◆ Short exercise: Show each line of the records below that contains the string "tikka". Matching is case-sensitive.

◆ Source data:
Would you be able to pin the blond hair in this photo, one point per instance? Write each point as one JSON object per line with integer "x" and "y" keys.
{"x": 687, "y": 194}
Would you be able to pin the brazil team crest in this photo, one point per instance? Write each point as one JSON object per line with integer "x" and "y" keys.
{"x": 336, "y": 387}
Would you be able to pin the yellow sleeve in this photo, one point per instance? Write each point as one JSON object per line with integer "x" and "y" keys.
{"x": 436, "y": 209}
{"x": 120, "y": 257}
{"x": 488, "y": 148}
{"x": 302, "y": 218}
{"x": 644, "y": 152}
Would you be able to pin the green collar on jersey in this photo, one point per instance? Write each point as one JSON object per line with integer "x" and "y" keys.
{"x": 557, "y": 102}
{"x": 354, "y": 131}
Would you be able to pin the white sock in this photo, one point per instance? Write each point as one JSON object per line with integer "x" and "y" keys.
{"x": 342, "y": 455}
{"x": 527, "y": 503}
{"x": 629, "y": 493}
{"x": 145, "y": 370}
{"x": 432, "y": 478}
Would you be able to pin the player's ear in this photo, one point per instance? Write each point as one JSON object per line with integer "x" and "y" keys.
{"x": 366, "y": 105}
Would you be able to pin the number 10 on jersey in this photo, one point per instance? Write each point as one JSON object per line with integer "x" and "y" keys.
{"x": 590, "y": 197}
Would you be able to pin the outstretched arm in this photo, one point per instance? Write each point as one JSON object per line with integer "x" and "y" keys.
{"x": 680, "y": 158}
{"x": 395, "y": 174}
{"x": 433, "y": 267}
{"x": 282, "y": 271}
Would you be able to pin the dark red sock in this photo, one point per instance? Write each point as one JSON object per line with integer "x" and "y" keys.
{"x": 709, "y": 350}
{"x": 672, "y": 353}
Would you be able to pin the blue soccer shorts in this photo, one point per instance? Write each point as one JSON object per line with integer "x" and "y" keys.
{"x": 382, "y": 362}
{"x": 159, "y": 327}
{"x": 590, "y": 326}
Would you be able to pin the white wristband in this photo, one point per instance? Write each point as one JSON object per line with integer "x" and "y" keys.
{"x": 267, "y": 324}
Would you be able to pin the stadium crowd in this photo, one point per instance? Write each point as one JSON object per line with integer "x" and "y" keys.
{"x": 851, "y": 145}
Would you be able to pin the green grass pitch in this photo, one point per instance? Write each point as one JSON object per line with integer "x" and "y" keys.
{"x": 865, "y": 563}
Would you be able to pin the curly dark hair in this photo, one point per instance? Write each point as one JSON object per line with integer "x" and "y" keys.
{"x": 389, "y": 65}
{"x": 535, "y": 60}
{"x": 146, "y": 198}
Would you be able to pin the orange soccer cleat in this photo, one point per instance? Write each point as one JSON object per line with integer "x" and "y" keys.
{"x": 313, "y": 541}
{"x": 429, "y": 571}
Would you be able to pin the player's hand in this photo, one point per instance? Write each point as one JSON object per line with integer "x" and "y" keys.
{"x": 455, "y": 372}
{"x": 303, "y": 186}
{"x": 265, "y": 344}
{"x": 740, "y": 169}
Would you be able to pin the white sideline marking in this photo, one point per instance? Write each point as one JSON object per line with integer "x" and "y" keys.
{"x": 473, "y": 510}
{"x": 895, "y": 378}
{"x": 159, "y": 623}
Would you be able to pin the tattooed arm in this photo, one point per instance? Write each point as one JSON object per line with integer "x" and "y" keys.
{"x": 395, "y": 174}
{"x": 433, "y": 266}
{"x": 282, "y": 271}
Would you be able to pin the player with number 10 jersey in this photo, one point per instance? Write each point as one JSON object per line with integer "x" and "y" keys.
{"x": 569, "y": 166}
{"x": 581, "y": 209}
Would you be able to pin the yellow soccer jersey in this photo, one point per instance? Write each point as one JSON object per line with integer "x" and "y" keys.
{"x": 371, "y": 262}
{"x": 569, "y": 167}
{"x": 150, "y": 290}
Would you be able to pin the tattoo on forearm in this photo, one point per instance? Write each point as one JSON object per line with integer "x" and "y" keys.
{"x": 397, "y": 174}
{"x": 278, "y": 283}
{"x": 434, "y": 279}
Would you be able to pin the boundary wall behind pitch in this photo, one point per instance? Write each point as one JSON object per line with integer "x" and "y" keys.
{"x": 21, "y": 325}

* * *

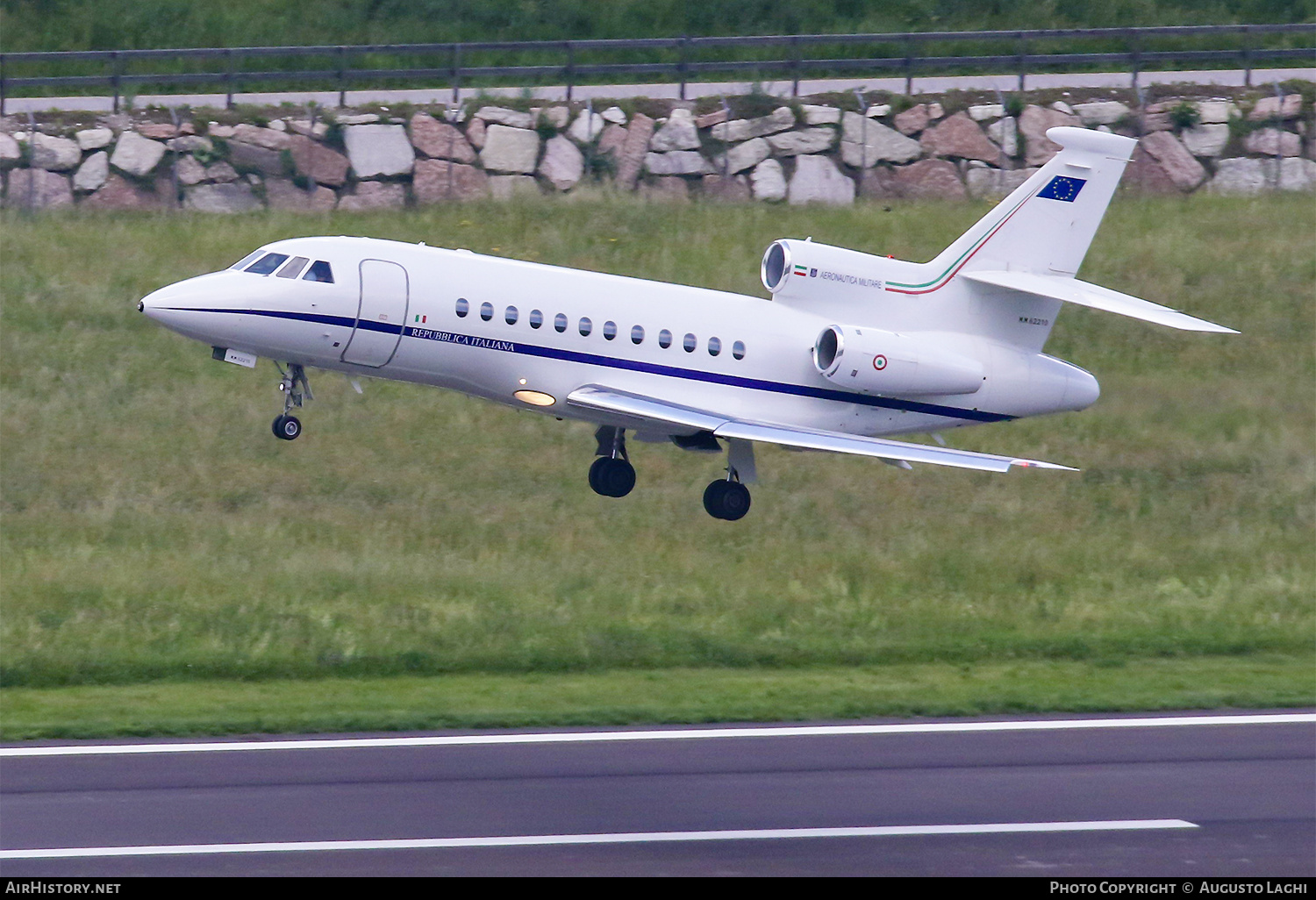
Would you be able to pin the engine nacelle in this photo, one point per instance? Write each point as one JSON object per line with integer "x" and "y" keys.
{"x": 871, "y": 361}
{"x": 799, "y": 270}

---

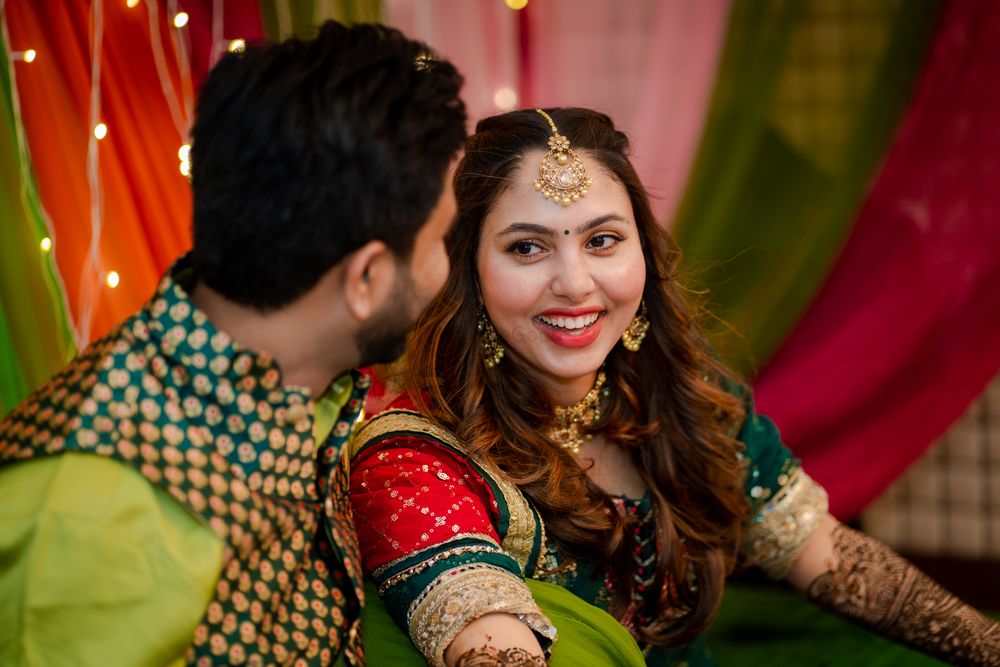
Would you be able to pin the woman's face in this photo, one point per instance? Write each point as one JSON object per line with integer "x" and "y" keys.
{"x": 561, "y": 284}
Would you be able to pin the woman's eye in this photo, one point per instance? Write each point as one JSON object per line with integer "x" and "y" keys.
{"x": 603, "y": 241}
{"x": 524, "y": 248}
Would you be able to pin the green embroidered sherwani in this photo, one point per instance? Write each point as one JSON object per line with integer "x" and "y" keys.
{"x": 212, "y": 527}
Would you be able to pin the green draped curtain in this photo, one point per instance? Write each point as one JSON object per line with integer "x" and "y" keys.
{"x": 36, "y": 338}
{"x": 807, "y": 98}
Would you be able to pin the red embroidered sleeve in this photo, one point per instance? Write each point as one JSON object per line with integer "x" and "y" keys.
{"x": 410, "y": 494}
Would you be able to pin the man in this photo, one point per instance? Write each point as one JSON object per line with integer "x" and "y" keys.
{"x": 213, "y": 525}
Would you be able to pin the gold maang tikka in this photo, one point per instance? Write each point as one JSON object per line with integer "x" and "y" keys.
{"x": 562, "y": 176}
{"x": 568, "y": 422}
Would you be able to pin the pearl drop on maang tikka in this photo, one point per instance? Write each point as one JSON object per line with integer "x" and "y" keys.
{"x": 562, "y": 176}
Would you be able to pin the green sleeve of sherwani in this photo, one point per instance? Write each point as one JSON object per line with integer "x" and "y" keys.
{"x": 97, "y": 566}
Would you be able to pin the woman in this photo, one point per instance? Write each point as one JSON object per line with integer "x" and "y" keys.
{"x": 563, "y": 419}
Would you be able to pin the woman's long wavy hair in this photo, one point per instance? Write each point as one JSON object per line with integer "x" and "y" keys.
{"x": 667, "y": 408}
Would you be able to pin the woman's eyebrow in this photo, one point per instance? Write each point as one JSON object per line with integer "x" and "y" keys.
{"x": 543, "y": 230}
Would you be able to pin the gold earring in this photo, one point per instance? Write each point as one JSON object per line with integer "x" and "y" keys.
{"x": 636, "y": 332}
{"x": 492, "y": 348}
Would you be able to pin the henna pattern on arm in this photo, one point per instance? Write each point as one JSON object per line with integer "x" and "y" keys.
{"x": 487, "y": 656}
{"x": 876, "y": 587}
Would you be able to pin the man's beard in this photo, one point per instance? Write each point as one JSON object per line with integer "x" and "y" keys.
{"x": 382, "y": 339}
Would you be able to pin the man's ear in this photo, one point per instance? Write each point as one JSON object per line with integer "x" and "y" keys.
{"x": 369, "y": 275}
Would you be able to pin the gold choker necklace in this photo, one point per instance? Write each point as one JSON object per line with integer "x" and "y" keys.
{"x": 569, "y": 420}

◆ The output:
Would you be able to pin the gold maang tikka in this photo, one point per instance? Write each point as one JSON object per line with integer "x" and "y" keys.
Would you be able to pin the pearl drop on maang tikka in this photo, one point per instance? Write each point as one JSON object per line with integer "x" and "y" keys.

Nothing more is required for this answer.